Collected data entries
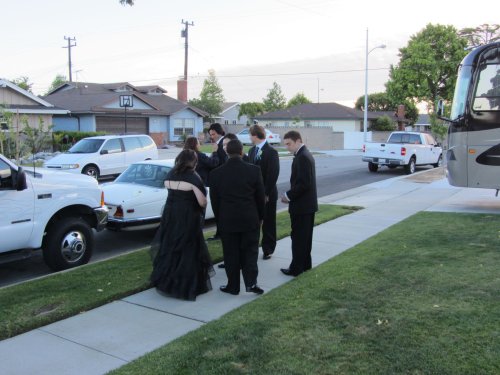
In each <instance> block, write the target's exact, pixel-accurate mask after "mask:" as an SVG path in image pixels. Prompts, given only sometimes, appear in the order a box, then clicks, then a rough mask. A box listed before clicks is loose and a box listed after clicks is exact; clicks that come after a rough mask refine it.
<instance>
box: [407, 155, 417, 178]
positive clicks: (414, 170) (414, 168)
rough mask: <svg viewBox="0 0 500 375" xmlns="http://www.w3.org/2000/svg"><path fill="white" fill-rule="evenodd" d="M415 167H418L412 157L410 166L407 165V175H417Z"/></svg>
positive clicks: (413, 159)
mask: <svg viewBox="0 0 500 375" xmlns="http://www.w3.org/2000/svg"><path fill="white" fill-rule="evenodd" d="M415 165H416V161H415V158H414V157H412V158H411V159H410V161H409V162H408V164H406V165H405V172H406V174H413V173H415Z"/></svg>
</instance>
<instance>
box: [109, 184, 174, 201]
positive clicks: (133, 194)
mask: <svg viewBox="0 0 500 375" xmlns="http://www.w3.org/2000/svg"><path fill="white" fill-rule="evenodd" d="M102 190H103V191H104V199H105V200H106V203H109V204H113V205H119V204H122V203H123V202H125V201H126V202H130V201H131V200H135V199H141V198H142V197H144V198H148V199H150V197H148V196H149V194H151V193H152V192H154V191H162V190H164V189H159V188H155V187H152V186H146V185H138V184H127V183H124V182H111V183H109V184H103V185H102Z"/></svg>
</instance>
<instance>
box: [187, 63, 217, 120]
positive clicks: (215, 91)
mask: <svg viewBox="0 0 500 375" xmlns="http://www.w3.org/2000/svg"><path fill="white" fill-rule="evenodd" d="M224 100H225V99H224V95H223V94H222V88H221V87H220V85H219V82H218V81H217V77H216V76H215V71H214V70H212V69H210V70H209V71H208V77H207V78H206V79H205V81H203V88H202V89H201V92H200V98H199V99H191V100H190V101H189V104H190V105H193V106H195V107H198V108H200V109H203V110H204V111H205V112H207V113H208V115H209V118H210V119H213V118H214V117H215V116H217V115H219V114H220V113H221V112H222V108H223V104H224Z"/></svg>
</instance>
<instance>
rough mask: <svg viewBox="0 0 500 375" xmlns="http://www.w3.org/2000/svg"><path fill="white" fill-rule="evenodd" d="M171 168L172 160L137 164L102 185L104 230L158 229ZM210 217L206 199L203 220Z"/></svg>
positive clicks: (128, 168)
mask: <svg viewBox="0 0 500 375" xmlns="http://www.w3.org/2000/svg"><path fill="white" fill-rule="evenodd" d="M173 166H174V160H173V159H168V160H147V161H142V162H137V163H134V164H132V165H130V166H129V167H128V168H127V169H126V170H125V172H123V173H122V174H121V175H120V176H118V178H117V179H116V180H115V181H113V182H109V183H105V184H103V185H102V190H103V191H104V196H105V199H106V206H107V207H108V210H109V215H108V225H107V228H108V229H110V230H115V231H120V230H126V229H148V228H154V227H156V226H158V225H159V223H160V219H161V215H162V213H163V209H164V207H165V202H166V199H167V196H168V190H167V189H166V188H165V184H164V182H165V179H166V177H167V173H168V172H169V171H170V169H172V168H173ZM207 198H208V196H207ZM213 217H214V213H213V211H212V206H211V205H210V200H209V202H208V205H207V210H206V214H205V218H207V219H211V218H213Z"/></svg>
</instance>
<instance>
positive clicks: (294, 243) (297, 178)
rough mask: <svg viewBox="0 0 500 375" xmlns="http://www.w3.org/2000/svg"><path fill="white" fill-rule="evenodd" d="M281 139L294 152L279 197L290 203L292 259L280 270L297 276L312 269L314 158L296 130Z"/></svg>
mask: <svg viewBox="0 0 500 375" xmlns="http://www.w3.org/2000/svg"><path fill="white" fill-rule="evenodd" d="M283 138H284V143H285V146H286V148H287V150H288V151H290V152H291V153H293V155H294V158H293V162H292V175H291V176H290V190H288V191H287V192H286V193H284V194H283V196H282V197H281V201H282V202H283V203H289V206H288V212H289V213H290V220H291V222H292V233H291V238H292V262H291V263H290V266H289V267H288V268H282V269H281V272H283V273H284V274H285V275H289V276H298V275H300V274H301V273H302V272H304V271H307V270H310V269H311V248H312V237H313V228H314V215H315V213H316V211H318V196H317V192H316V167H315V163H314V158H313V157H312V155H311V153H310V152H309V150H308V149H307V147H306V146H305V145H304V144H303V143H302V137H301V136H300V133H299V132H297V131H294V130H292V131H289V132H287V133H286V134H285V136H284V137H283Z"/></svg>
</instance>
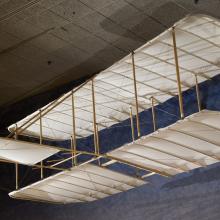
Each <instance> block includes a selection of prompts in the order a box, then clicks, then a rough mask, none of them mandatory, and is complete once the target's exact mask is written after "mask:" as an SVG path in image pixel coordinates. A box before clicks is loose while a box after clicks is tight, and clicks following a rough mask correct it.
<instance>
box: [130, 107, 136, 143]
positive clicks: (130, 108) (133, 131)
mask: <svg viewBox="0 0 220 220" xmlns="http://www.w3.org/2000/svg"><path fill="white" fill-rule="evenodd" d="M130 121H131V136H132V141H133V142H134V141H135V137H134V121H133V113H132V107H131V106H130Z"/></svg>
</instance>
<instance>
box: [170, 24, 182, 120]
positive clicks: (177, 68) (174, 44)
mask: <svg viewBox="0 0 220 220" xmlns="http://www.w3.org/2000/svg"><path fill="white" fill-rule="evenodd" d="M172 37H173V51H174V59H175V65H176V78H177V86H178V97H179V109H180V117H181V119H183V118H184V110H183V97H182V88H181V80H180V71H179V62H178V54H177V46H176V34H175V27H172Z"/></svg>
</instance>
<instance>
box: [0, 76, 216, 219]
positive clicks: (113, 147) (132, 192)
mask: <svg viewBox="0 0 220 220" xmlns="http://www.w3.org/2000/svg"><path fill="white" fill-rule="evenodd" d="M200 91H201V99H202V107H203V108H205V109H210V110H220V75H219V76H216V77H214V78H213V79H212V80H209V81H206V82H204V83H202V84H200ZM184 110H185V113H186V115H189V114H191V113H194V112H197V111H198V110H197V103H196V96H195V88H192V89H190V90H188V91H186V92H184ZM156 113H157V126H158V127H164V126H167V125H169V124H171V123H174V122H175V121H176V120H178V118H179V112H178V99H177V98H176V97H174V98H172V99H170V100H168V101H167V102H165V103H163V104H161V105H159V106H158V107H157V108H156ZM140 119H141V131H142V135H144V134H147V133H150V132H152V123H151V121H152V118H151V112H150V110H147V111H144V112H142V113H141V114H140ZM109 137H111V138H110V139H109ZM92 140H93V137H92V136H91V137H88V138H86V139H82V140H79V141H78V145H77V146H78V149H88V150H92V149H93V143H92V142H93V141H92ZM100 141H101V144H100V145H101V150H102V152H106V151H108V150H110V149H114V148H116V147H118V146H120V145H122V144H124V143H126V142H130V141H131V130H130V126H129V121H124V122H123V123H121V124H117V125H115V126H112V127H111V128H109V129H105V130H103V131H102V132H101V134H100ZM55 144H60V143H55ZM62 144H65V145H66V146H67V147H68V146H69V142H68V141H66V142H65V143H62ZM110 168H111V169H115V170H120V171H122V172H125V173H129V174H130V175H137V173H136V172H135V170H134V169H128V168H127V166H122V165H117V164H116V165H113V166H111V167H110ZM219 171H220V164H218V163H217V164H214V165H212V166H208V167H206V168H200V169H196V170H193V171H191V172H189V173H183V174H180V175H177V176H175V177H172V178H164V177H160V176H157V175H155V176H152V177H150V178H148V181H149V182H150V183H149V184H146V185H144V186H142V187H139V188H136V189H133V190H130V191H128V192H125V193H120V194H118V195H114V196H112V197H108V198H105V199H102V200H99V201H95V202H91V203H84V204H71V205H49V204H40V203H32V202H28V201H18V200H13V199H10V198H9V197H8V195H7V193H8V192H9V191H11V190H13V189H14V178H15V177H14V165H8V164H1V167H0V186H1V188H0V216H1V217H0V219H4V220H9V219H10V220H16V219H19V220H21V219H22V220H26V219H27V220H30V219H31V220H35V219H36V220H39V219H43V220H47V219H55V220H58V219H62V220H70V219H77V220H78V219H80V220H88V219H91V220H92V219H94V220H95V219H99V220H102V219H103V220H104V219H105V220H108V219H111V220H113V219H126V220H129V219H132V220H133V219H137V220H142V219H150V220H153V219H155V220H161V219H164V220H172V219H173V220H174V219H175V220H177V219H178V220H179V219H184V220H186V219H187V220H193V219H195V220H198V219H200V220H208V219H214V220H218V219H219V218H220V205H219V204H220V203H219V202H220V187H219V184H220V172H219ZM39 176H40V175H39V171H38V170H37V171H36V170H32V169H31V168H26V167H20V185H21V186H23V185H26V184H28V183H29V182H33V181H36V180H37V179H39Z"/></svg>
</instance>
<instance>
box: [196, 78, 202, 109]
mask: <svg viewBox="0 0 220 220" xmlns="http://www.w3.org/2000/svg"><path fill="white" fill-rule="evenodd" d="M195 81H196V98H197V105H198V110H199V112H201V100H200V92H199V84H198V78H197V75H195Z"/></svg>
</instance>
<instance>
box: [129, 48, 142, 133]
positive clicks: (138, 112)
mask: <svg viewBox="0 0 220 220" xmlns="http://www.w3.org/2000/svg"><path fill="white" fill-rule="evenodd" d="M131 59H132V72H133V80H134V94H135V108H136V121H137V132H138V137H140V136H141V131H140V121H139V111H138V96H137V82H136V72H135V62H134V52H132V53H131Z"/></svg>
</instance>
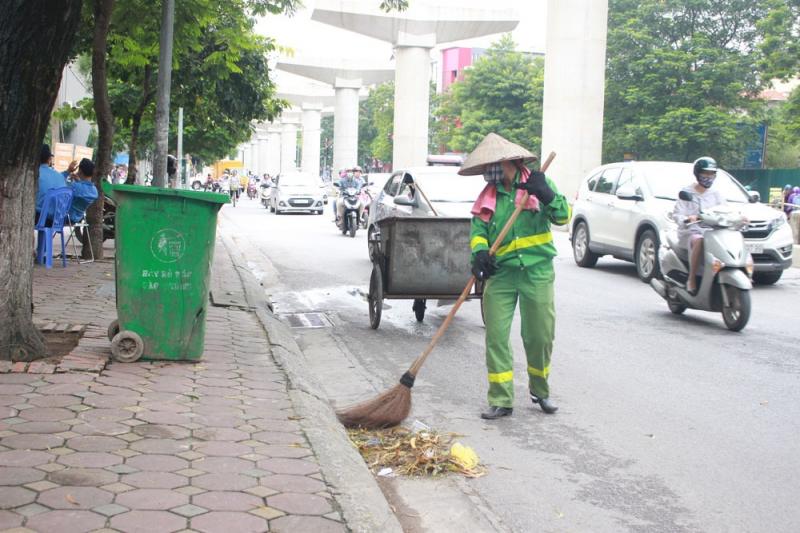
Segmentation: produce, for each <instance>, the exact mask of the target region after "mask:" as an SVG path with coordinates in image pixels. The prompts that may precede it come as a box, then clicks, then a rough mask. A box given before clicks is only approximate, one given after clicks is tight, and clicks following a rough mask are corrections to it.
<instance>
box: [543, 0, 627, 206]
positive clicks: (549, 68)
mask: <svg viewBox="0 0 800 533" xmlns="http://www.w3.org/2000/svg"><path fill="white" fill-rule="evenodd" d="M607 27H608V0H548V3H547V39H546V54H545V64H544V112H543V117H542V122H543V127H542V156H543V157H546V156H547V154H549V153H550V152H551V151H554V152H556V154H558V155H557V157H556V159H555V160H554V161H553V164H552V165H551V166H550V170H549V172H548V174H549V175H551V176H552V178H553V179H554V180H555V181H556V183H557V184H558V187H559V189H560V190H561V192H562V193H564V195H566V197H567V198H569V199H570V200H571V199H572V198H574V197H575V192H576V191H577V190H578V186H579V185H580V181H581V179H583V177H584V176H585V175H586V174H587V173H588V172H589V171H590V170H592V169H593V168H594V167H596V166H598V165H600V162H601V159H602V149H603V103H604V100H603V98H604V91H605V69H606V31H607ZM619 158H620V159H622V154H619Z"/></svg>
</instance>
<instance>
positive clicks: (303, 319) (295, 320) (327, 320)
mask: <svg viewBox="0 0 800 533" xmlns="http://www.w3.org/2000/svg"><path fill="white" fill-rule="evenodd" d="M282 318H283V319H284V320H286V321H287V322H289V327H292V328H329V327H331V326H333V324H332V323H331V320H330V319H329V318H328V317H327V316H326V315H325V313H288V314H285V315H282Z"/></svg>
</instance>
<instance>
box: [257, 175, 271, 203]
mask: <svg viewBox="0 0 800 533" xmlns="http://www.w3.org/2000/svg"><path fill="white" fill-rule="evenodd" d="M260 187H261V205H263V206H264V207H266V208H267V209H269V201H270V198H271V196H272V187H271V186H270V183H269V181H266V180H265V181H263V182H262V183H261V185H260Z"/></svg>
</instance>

* _THE TASK_
Which lines of the data include the string "only"? Copy each of them.

* _TASK ANSWER_
In each <instance> block, write the target's exact, pixel-accurate mask after "mask:" as an SVG path in image pixels. Prompts, given only sometimes, appear in the order a box, then clicks, then a rough mask. A box listed before clicks is loose and a box listed after clicks is exact; clicks that come after a rough mask refine it.
Segmentation: produce, for each <instance>, the exact mask of the target region after "mask:" as an SVG path with coordinates in image pixels. The prompts that may precede it come as a box, then clicks, then a rough mask. A box given before clicks is only approximate, one given after clicks is tight, and clicks following a rough mask are corrections to it.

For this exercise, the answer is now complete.